Start of Block

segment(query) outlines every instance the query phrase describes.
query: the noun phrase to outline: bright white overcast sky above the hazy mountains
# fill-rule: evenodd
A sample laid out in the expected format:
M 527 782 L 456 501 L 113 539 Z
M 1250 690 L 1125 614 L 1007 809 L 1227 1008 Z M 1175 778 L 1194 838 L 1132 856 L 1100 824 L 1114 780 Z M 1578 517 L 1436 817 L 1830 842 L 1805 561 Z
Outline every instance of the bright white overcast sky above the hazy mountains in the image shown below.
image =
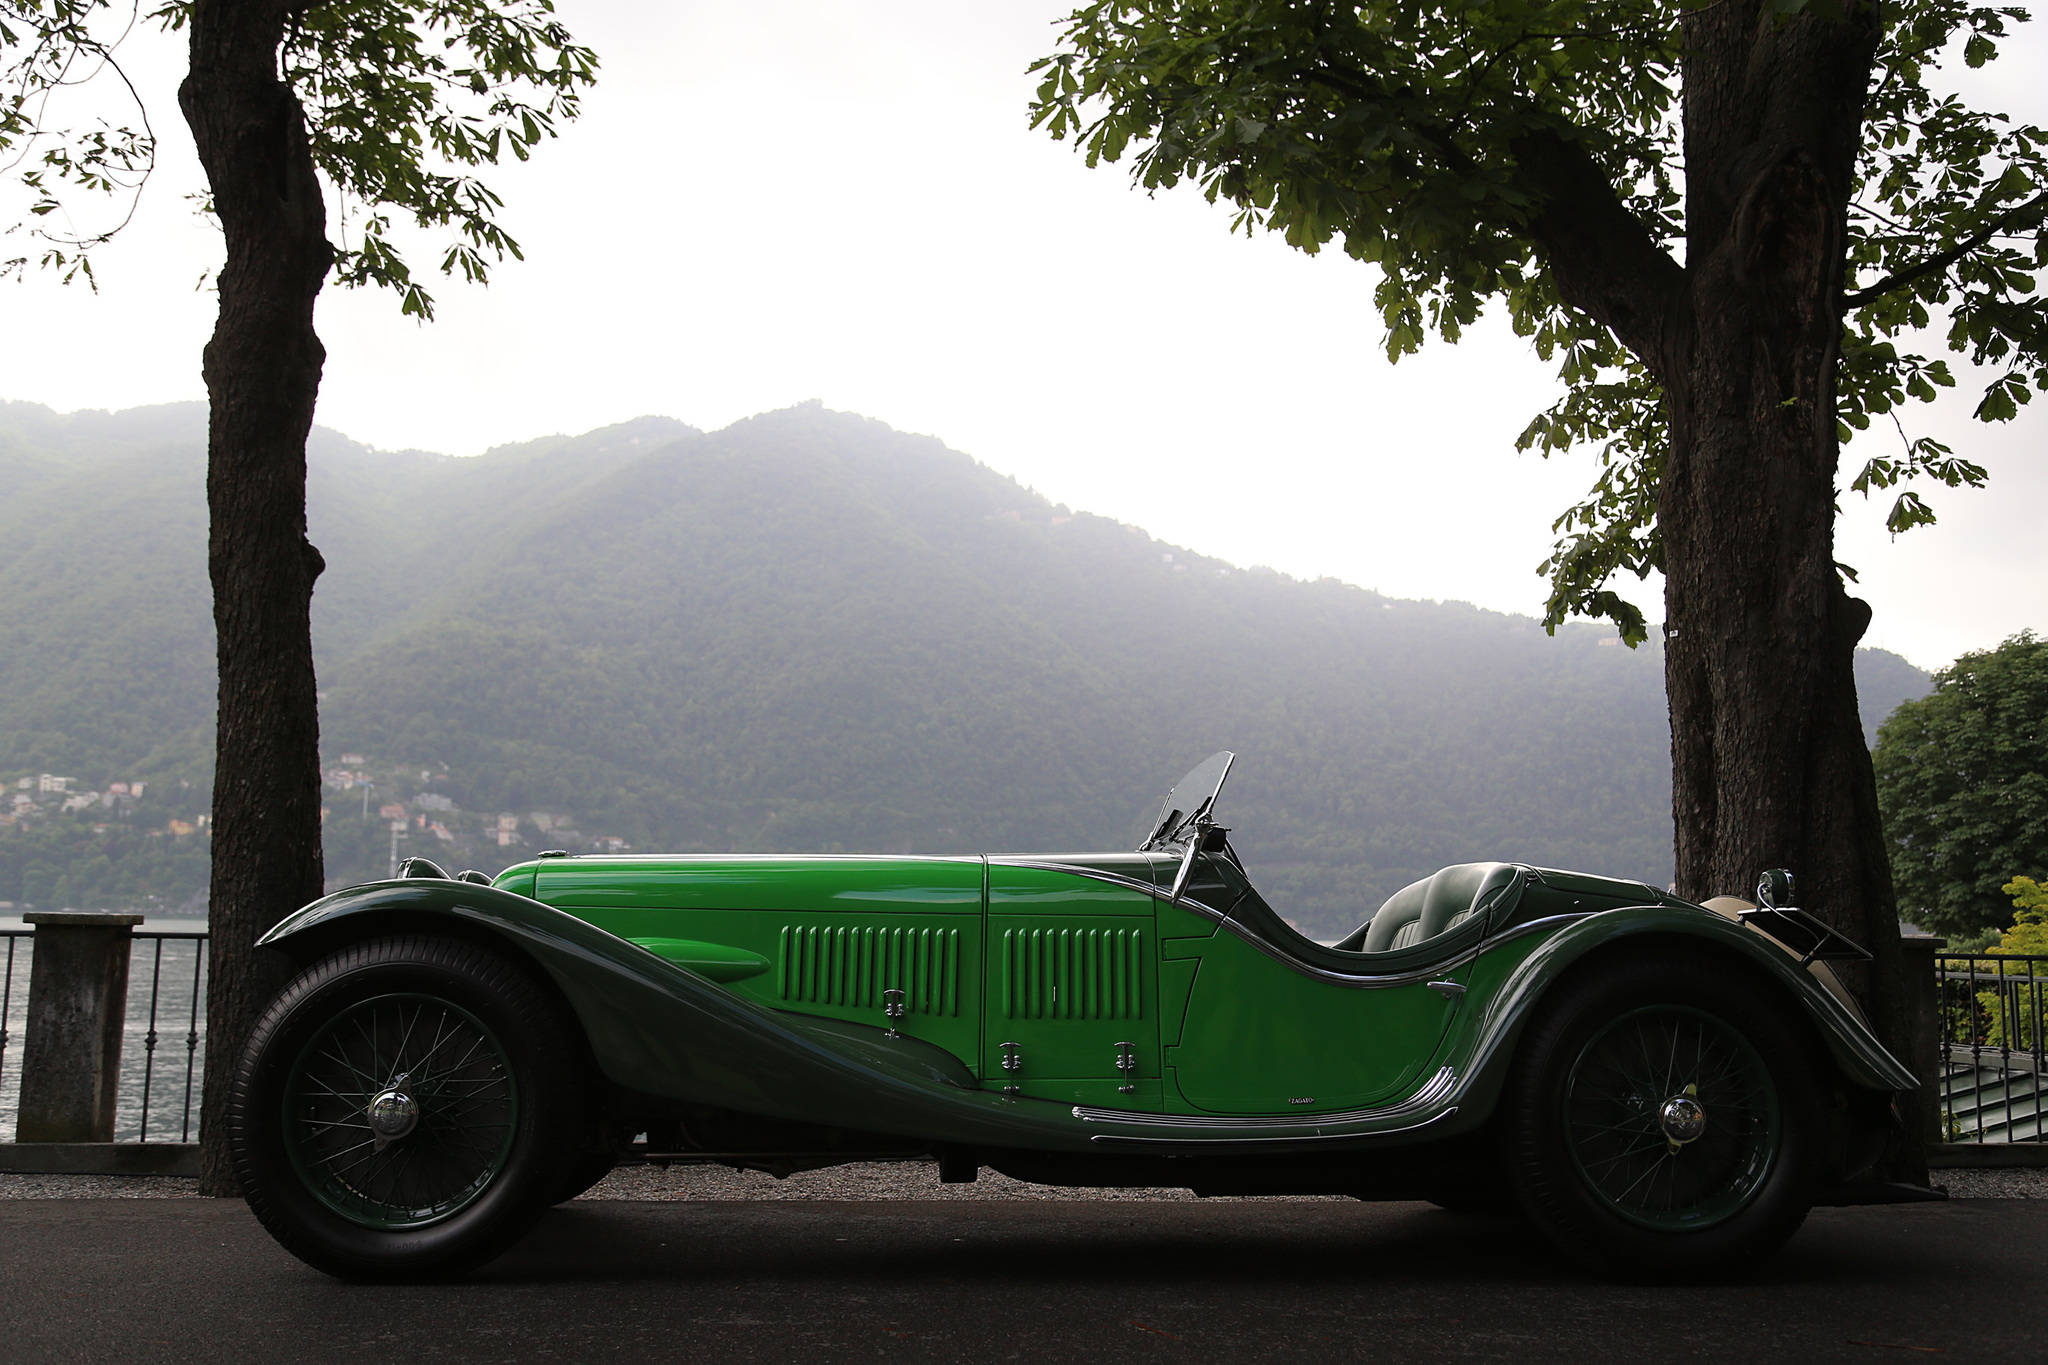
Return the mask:
M 328 291 L 319 422 L 375 446 L 475 454 L 639 413 L 719 428 L 805 399 L 946 440 L 1055 501 L 1241 565 L 1536 614 L 1550 518 L 1591 479 L 1513 436 L 1552 379 L 1497 319 L 1391 366 L 1374 272 L 1227 231 L 1194 192 L 1147 199 L 1026 127 L 1042 0 L 561 0 L 602 78 L 588 115 L 498 172 L 526 248 L 440 319 Z M 100 291 L 0 293 L 0 397 L 131 407 L 203 397 L 219 254 L 176 113 L 182 43 L 131 41 L 164 139 Z M 1970 92 L 2048 123 L 2042 33 Z M 2030 80 L 2034 78 L 2034 80 Z M 330 213 L 332 213 L 330 205 Z M 14 254 L 14 252 L 8 252 Z M 416 250 L 422 266 L 434 241 Z M 2048 630 L 2048 403 L 1909 413 L 1989 465 L 1890 542 L 1845 503 L 1866 643 L 1939 667 Z M 1866 434 L 1845 465 L 1896 436 Z M 1657 587 L 1632 585 L 1651 620 Z

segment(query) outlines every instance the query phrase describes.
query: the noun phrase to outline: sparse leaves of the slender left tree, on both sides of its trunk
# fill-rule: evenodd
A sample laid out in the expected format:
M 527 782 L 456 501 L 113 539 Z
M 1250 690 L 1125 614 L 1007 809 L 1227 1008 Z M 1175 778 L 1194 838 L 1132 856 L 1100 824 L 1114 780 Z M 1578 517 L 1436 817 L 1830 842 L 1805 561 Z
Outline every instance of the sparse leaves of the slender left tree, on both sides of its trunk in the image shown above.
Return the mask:
M 121 20 L 115 0 L 0 0 L 0 158 L 31 192 L 41 264 L 92 278 L 92 248 L 133 215 L 133 196 L 156 166 L 147 111 L 137 127 L 63 127 L 51 102 L 111 70 L 139 20 L 164 31 L 190 23 L 190 0 Z M 403 313 L 428 319 L 434 299 L 393 239 L 393 215 L 446 233 L 442 274 L 489 278 L 494 262 L 520 256 L 504 229 L 504 201 L 473 172 L 504 156 L 526 160 L 580 113 L 598 57 L 555 18 L 553 0 L 326 0 L 299 6 L 279 53 L 281 74 L 305 108 L 313 164 L 340 199 L 342 241 L 334 278 L 399 295 Z M 133 92 L 133 88 L 129 88 Z M 66 190 L 129 194 L 129 215 L 109 229 L 72 231 Z M 12 225 L 8 231 L 18 229 Z M 350 227 L 354 227 L 350 239 Z M 18 274 L 27 256 L 0 262 Z

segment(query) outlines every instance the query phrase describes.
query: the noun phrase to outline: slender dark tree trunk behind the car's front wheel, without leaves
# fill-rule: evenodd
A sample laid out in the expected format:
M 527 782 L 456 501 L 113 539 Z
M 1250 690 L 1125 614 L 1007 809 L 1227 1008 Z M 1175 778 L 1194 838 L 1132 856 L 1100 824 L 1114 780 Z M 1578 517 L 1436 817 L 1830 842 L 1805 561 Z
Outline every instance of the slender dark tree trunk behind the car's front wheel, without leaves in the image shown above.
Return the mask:
M 219 659 L 213 776 L 213 935 L 201 1193 L 233 1195 L 227 1089 L 276 988 L 256 939 L 322 890 L 319 710 L 305 536 L 305 436 L 326 352 L 313 299 L 334 260 L 305 137 L 279 80 L 289 6 L 197 0 L 178 104 L 227 237 L 221 311 L 205 350 L 207 571 Z

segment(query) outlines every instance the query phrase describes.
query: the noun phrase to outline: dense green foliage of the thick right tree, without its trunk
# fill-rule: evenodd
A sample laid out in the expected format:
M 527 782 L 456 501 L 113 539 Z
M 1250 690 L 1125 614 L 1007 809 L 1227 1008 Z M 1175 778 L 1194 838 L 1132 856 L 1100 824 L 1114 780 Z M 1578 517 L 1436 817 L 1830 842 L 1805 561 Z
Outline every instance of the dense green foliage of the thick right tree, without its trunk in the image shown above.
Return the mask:
M 1808 6 L 1772 8 L 1765 23 Z M 2023 10 L 1913 0 L 1888 16 L 1864 108 L 1835 389 L 1841 438 L 1878 420 L 1898 430 L 1901 444 L 1847 485 L 1894 491 L 1898 532 L 1933 520 L 1911 483 L 1985 481 L 1898 426 L 1907 401 L 1956 383 L 1944 358 L 1913 348 L 1937 317 L 1946 350 L 1991 370 L 1978 417 L 2009 420 L 2030 389 L 2048 389 L 2048 133 L 1933 84 L 1950 59 L 1991 61 Z M 1032 119 L 1077 139 L 1092 166 L 1130 156 L 1147 190 L 1196 182 L 1235 205 L 1247 233 L 1272 229 L 1311 254 L 1337 241 L 1378 266 L 1389 358 L 1432 332 L 1456 342 L 1499 299 L 1565 383 L 1520 446 L 1599 452 L 1540 567 L 1548 624 L 1608 616 L 1636 643 L 1642 616 L 1610 583 L 1663 569 L 1663 383 L 1608 323 L 1563 303 L 1532 233 L 1556 192 L 1532 168 L 1559 147 L 1583 153 L 1585 201 L 1626 215 L 1671 262 L 1688 229 L 1681 20 L 1651 0 L 1100 0 L 1032 68 Z

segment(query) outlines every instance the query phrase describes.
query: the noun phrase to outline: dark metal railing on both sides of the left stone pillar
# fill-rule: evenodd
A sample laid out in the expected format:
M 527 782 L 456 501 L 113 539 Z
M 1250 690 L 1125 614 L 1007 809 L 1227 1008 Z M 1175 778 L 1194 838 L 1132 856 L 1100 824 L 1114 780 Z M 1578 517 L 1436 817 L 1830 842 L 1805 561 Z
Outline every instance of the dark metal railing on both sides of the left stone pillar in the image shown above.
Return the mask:
M 14 1140 L 35 929 L 0 929 L 0 1142 Z M 207 1070 L 207 935 L 135 929 L 115 1142 L 195 1142 Z

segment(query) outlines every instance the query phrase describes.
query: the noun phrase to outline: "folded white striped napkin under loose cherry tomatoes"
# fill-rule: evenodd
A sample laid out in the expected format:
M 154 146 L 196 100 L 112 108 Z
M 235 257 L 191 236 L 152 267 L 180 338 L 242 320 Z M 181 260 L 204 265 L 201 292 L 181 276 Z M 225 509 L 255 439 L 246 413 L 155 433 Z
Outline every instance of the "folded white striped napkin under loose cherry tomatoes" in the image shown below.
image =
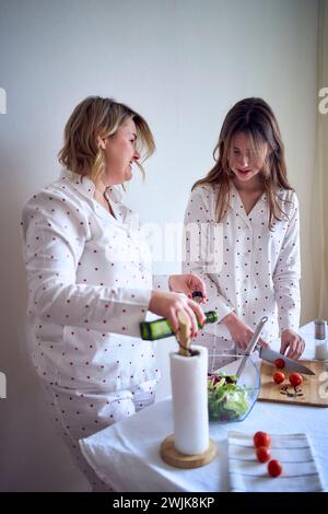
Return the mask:
M 278 459 L 283 471 L 271 477 L 268 463 L 256 457 L 254 434 L 230 432 L 230 490 L 235 492 L 324 491 L 324 486 L 306 434 L 270 434 L 271 459 Z

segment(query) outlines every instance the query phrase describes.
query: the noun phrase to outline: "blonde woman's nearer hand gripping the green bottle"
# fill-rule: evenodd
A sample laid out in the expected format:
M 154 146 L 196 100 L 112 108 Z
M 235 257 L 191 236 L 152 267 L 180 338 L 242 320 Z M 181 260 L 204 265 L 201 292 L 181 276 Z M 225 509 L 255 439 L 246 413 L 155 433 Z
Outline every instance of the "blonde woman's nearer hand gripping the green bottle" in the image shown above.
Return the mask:
M 152 291 L 149 309 L 159 316 L 165 317 L 171 323 L 175 334 L 177 334 L 179 329 L 177 313 L 185 311 L 191 323 L 190 337 L 196 337 L 198 334 L 197 318 L 200 325 L 203 325 L 206 322 L 204 314 L 200 306 L 181 293 Z

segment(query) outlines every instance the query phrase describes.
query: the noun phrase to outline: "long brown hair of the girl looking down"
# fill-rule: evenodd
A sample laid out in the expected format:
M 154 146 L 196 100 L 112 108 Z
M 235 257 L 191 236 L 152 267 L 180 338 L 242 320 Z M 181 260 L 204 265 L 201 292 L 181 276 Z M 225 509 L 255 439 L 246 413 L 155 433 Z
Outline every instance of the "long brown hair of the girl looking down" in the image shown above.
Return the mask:
M 197 180 L 192 189 L 203 185 L 219 185 L 216 199 L 216 221 L 221 222 L 230 207 L 232 172 L 229 155 L 233 138 L 244 132 L 249 137 L 254 163 L 261 163 L 263 190 L 269 206 L 269 227 L 274 220 L 284 215 L 278 188 L 293 190 L 286 178 L 284 147 L 276 116 L 271 107 L 261 98 L 245 98 L 237 102 L 227 113 L 213 151 L 215 165 L 204 178 Z M 265 162 L 261 157 L 263 143 L 268 144 Z

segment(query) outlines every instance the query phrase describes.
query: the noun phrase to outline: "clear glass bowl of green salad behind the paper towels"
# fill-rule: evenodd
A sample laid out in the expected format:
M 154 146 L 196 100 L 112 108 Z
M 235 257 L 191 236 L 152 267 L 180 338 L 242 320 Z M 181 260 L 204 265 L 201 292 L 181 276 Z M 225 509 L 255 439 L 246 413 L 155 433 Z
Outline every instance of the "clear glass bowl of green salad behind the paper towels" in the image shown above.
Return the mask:
M 209 355 L 208 405 L 210 421 L 243 421 L 251 411 L 260 390 L 260 373 L 248 357 L 243 372 L 236 372 L 244 355 Z

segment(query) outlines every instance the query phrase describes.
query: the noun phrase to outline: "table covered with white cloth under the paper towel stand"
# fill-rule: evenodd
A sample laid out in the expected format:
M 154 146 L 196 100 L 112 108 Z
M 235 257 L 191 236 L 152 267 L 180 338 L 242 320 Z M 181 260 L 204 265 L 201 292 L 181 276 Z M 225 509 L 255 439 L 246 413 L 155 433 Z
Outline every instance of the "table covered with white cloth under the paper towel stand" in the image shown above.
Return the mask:
M 313 357 L 313 325 L 302 329 L 308 348 L 304 357 Z M 253 434 L 300 433 L 311 437 L 314 455 L 328 490 L 328 409 L 257 401 L 248 418 L 236 423 L 210 423 L 210 436 L 218 453 L 207 466 L 175 469 L 160 457 L 162 441 L 173 433 L 172 402 L 164 399 L 131 418 L 127 418 L 82 440 L 81 449 L 96 474 L 113 489 L 121 492 L 229 490 L 227 432 Z

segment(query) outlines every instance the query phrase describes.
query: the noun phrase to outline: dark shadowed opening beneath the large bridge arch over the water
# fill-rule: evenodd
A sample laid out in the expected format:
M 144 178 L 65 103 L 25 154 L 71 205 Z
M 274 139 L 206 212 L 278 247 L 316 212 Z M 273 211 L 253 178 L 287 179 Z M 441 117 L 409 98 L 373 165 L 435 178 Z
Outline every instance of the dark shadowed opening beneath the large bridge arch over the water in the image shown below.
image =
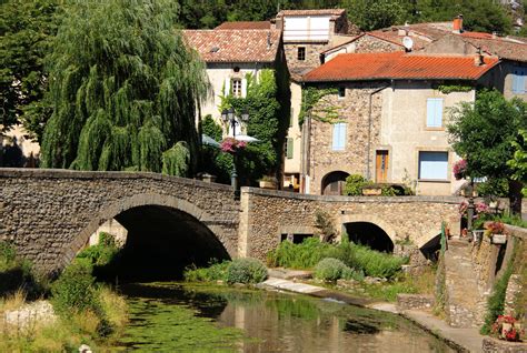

End of Block

**Task statement:** The exercise is to copy out every line above that has the word "long" in it.

**Written response:**
query: the noun phrase to outline: "long brown hair of the girl looking down"
Outline every instance of the "long brown hair of the girl looking down" in the image shown above.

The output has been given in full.